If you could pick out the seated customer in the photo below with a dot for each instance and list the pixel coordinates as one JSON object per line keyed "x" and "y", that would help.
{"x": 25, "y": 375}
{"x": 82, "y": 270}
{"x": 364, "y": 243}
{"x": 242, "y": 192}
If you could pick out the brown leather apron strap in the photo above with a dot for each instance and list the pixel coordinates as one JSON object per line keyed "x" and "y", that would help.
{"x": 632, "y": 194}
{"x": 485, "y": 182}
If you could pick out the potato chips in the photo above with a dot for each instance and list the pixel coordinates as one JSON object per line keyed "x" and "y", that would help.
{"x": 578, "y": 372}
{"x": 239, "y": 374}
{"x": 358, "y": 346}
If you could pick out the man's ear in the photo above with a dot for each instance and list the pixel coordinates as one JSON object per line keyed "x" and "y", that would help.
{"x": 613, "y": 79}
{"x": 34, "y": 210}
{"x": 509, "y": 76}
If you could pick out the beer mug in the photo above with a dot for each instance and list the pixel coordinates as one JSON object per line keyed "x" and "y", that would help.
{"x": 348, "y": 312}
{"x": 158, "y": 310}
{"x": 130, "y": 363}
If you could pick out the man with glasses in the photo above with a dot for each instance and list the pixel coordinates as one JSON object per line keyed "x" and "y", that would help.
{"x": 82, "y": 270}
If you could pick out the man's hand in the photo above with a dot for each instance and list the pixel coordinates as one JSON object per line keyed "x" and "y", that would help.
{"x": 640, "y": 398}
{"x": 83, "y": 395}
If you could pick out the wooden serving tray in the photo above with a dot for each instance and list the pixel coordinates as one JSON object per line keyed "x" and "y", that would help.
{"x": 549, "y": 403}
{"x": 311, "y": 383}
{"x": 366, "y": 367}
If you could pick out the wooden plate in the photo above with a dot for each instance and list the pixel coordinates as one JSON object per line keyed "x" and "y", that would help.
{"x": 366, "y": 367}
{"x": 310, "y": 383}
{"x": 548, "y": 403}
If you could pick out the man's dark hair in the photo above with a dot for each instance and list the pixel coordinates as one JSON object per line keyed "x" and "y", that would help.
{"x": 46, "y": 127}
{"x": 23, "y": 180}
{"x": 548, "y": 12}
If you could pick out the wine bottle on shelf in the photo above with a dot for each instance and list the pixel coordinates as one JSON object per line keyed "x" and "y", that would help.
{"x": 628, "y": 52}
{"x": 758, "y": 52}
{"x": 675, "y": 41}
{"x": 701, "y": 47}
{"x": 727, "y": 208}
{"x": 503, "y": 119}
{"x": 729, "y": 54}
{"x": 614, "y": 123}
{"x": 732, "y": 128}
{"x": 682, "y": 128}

----

Written problem: Reproduce the records from the line containing "If you could pick out the man's hand" through the end of the records, swapping every "wooden" for "bamboo" and changing nothing else. Give only those lines.

Reply:
If you could pick out the man's hand in the photo above with a dot for each instance and list the pixel coordinates as one JSON object per line keyed "x" and "y", that would help.
{"x": 640, "y": 398}
{"x": 83, "y": 395}
If you could pick out the bamboo serving tray in the photo above with a dot for each instance and list the pixel coordinates as one JSON object per line keyed "x" and "y", that would help.
{"x": 549, "y": 403}
{"x": 311, "y": 383}
{"x": 366, "y": 367}
If you could pick out the bamboo plate in the photo above with a dot for each instance and list the pixel coordinates as one JSON object per line keyed "x" and "y", that would help.
{"x": 366, "y": 367}
{"x": 310, "y": 383}
{"x": 548, "y": 403}
If you could pick out the man's dark hair in the photo above with a dot for each instance and list the pixel coordinates as one JSON object per line keyed "x" and "y", that would help.
{"x": 46, "y": 127}
{"x": 23, "y": 180}
{"x": 548, "y": 12}
If you could pick out the wine bottle on shelf in the photo above with a dot for each instance and list the pixel coordinates as one JSON object per line keyed "x" and "y", that would help.
{"x": 628, "y": 52}
{"x": 758, "y": 52}
{"x": 675, "y": 41}
{"x": 701, "y": 47}
{"x": 727, "y": 208}
{"x": 503, "y": 119}
{"x": 729, "y": 54}
{"x": 614, "y": 123}
{"x": 732, "y": 128}
{"x": 682, "y": 128}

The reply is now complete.